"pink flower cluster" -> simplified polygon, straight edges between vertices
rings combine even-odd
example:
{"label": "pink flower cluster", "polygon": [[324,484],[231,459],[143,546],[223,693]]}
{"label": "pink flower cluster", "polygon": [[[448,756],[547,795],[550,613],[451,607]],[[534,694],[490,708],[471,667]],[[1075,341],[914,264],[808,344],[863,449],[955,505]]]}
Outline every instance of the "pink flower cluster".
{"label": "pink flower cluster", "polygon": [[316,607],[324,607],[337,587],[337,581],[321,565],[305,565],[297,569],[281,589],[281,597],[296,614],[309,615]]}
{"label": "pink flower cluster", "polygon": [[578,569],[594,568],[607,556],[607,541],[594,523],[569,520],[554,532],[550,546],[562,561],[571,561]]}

Work to complete:
Could you transcribe all of the material above line for line, without changing a single character?

Full output:
"pink flower cluster" -> simplified polygon, straight edges between vertices
rings combine even-odd
example:
{"label": "pink flower cluster", "polygon": [[324,484],[231,459],[143,546],[223,693]]}
{"label": "pink flower cluster", "polygon": [[[448,756],[547,795],[550,613],[451,607]],[[534,694],[490,708],[471,667]],[[1075,341],[914,264],[808,344],[863,449],[955,505]]]}
Outline every instance of the "pink flower cluster".
{"label": "pink flower cluster", "polygon": [[316,607],[324,607],[337,587],[337,581],[321,565],[305,565],[297,569],[281,589],[281,597],[296,614],[309,615]]}
{"label": "pink flower cluster", "polygon": [[578,569],[594,568],[607,556],[607,541],[594,523],[569,520],[554,532],[550,546],[562,561],[571,561]]}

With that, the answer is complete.